======== Passage provided

– CANNES 2026: Bruno Santamaría Razo’s film blends autobiographical fiction and documentary, following a boy in 1990s Mexico City facing his father’s HIV diagnosis
Jade Reyes in Six Months in a Pink and Blue Building
Selected as part of the 65th Cannes Critics’ Week, Six Months in a Pink and Blue Building by Mexican director Bruno Santamaría Razo is an autobiographical film, telling a delicate tale nestled at the intersection of self-acceptance and familial grief.
Set in Mexico City in the early 1990s, the film tells the story of 11-year-old Bruno (played by the well-cast Jade Reyes), whose father (Lázaro Gabino) is diagnosed with HIV. The shocking news, which brings with it a sense of shame along with a certain fear of death, comes at a very particular moment in the young boy’s life: he’s falling in love with his best friend, Vladimir, and coming to terms with his homosexuality.
The director’s experience in documentaries (such as Margarita and Things We Dare Not Do) is plain to see in the blend between fiction and reality. In fact, Santamaría Razo’s parents (as well as the director himself) appear as talking heads, facing the camera as if it were a psychoanalysis session. This approach imbues the film with a strong rhythm and keeps the audience questioning the boundary between what’s real and what’s not, a theme that seems especially prominent at this year’s Cannes, notably in Pedro Almodóvar’s competition title Bitter Christmas.

================
======== Records

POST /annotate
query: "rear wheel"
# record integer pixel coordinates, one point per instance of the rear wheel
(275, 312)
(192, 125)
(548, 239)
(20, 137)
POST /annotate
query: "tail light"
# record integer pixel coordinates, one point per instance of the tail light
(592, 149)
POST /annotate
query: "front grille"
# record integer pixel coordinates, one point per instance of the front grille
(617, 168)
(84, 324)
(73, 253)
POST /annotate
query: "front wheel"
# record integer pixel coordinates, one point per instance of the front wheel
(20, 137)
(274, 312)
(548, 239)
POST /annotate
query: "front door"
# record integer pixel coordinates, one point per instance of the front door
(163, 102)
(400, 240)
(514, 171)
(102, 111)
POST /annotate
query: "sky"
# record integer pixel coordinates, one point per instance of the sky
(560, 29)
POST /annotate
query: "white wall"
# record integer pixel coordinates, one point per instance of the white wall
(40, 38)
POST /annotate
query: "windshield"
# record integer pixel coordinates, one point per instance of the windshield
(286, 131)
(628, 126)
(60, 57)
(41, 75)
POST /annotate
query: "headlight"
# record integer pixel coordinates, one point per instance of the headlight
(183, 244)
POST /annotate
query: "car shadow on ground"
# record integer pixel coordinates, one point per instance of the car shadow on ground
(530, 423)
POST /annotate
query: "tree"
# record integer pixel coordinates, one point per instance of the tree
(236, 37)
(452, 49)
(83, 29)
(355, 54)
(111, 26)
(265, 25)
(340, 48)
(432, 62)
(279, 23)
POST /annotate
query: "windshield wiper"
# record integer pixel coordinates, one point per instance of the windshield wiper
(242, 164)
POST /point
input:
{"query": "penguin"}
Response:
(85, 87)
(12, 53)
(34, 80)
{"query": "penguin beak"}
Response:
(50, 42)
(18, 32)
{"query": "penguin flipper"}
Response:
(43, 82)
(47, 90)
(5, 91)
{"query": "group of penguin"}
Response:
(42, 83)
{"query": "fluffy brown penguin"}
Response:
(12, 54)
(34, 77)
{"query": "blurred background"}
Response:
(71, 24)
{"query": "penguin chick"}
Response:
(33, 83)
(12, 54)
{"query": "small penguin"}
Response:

================

Parts of the exercise >>
1. Print the stretch of the film review from "Set in Mexico" through "with his homosexuality.", word for word.
2. According to the film review, which actor plays Bruno's father?

List of solutions >>
1.
Set in Mexico City in the early 1990s, the film tells the story of 11-year-old Bruno (played by the well-cast Jade Reyes), whose father (Lázaro Gabino) is diagnosed with HIV. The shocking news, which brings with it a sense of shame along with a certain fear of death, comes at a very particular moment in the young boy’s life: he’s falling in love with his best friend, Vladimir, and coming to terms with his homosexuality.

2. Lázaro Gabino